§ **To do**:
(a) In the fuzzy substring thread, why does the accepted answer suggest installing regex with pip?
(b) Please transcribe the fuzzy substring thread, starting with "If you have" and going on through "BESTMATCH flag here?".

§ **Source extract**:
# # #
How to find a substring using partial matching

Question

bigString = "AGAHKGHKHASNHADKRGHFKXXX_I_AM_THERE_XXXXXMHHGRFSAHGSKHASGKHGKHSKGHAK"
smallString = "I_AM_HERE"

Which efficient algorithm should I use to find a substring of the "bigString" that matches closely to the "smallString"

output = "I_AM_THERE"

The output may have few insertions and deletions when compared with small string.

Edit: Found a good example, very close to my problem here: How to add variable error to regex fuzzy search. Python

When you say `that matches closely ` do you mean exact match only or a fuzzy match? — dawg, Nov 12 '13 at 21:12
@jazzpi: Great minds not only think alike, but at the same time... — Scott Hunter, Nov 12 '13 at 21:21
Without knowing exactly what you mean by "matching closely", nobody can give you a real answer. However, Wikipedia has a nice article on [approximate string matching](http://en.wikipedia.org/wiki/Approximate_string_matching) that describes some of the choices, and links to some of the major algorithms (many of which have links to Python implementations, or at least to easy psuedocode that you can convert to Python). Hopefully that's enough to get you started. — abarnert, Nov 12 '13 at 21:24
Can characters be deleted? Can characters be inserted? Can characters be swapped? Can characters merely be replaced? Maybe check out https://pypi.python.org/pypi/python-Levenshtein/ — dstromberg, Nov 12 '13 at 21:28
@dawg, its not exact. There may be some insertions and deletions — user1140126, Nov 12 '13 at 21:36
@dstromberg, actually I was using "Levenshtein" package and the `ratio` and `distance` package is not suitable here — user1140126, Nov 12 '13 at 21:38
Take a look at the new [regex](https://pypi.python.org/pypi/regex) module — dawg, Nov 12 '13 at 21:38
@dawg, thanks for pointing me to the module. I think it is helpful and can solve my problem — user1140126, Nov 12 '13 at 22:14

score 8 · Accepted Answer · edited Apr 24 '16 at 04:02

You can use the almost-ready-to-be-everyones-regex package with fuzzy matching:

>>> import regex
>>> bigString = "AGAHKGHKHASNHADKRGHFKXXX_I_AM_THERE_XXXXXMHHGRFSAHGSKHASGKHGKHSKGHAK"
>>> regex.search('(?:I_AM_HERE){e<=1}',bigString).group(0)
'I_AM_THERE'

Or:

>>> bigString = "AGAH_I_AM_HERE_RGHFKXXX_I_AM_THERE_XXX_I_AM_NOWHERE_EREXXMHHGRFS"
>>> print(regex.findall('I_AM_(?:HERE){e<=3}',bigString))
['I_AM_HERE', 'I_AM_THERE', 'I_AM_NOWHERE']

The new regex module will (hopefully) be part of Python3.4

If you have pip, just type pip install regex or pip3 install regex until Python 3.4 is out (with regex part of it...)

Answer to comment Is there a way to know the best out of the three in your second example? How to use BESTMATCH flag here?

Either use the best match flag (?b) to get the single best match:

print(regex.search(r'(?b)I_AM_(?:ERE){e<=3}', bigString).group(0))
# # #
§ **Stored records**:
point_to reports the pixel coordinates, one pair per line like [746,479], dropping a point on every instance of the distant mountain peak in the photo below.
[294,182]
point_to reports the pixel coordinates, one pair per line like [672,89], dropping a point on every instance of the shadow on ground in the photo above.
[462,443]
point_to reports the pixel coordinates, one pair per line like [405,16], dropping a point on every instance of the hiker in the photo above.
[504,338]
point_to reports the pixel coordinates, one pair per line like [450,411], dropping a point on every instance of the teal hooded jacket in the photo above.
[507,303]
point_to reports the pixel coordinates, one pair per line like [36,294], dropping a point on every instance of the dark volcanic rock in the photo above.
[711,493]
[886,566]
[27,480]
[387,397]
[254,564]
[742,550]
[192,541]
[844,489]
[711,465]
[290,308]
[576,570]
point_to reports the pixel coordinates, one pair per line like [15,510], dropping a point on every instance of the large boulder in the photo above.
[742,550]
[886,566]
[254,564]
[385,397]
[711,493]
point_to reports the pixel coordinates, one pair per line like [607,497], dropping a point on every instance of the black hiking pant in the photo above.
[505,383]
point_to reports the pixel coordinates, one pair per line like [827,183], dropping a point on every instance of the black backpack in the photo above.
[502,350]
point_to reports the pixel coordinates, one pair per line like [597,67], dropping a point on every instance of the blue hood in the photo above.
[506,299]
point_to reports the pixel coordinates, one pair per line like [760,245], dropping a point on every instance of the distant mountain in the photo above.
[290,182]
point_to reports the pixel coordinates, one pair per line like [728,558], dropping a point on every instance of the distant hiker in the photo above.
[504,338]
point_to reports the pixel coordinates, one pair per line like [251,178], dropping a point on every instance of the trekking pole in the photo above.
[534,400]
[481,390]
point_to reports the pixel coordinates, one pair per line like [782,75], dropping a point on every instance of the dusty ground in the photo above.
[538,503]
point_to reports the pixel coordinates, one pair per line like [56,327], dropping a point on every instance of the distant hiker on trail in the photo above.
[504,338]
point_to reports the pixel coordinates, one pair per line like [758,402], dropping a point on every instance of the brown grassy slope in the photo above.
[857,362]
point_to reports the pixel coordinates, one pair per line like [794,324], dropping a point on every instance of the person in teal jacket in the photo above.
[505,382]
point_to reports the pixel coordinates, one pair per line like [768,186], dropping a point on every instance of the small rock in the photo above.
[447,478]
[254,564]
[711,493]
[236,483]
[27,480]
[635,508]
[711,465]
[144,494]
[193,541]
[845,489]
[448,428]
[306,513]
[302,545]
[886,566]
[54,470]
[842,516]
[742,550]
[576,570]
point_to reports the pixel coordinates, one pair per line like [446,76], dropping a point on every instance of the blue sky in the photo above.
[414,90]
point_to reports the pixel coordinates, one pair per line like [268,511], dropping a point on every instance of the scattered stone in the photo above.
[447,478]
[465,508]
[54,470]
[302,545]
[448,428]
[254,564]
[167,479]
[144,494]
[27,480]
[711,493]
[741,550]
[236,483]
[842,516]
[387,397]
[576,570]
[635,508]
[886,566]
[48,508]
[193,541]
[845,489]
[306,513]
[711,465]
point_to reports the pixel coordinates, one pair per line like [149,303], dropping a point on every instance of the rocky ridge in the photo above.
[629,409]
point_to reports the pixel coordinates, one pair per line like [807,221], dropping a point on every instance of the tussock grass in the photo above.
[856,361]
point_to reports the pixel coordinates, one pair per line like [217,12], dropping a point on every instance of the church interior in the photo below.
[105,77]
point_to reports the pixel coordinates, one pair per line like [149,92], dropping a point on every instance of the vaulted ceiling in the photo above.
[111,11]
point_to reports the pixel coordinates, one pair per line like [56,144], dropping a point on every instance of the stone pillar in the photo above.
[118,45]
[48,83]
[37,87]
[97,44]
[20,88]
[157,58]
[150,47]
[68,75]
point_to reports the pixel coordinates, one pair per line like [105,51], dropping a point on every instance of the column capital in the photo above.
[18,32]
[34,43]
# # #
§ **Task solutions**:
(a) The answer expects the regex module to become part of Python 3.4, though only "hopefully." Until that release is out, typing pip install regex or pip3 install regex gets the module.

(b)
If you have pip, just type pip install regex or pip3 install regex until Python 3.4 is out (with regex part of it...)

Answer to comment Is there a way to know the best out of the three in your second example? How to use BESTMATCH flag here?